--- Quoted text ---
---

I had a look at your quickie MP3 project. It looks good and it seems to be similar to the NanoGong standalone applet that's used in the audio assignment type for Moodle 1.9. I've been working on something similar too but with Flash. It:

  • Records user's mic in WAV format.
  • Users can also submit text alongside the audio.
  • The audio gets saved in the course files directory with the user's name as the file name.
  • A link to the audio file and any submitted text is saved as an entry in Moodle's grade book.
  • Sends the data as a byte array so a PHP service script writes it to the appropriate MIME type(s).
  • Circumvents php.ini and Moodle file size limits.

---

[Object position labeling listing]
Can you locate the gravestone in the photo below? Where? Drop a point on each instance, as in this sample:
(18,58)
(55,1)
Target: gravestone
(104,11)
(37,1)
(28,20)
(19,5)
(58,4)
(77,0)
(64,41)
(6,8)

---

--- Required work ---
- 1) Copy the recorder post starting at the words "I had a look" and ending after "alongside the audio.", swapping "Flash" for "Java".
- 2) Extend the recorder post with a few more sentences that pick up after its final line.
The listing is separate material, apart from the recorder post.

--- Answers by task ---
- 1)
I had a look at your quickie MP3 project. It looks good and it seems to be similar to the NanoGong standalone applet that's used in the audio assignment type for Moodle 1.9. I've been working on something similar too but with Java. It:

  • Records user's mic in WAV format.
  • Users can also submit text alongside the audio.

- 2)
Some, but not all browsers, can play WAV files natively, and modified Flash apps can play them. I'm not a low-level programmer (they're rare and special people!) so I have to rely on 3rd party libraries for encoding binary data such as audio. All the Flash CODECs I've tried either struggle or crash when trying to encode WAV to MP3 (Flash Player doesn't do multi-threading) and it's not really acceptable from a user's point of view. I think most people use Java applets just because they have better developed and optimised CODECs. Adobe Alchemy (optimisation engine) looks promising but I think the main problem is transcoding from WAV to MP3. I'm sure there must be a better solution and I've shelved the project for the moment.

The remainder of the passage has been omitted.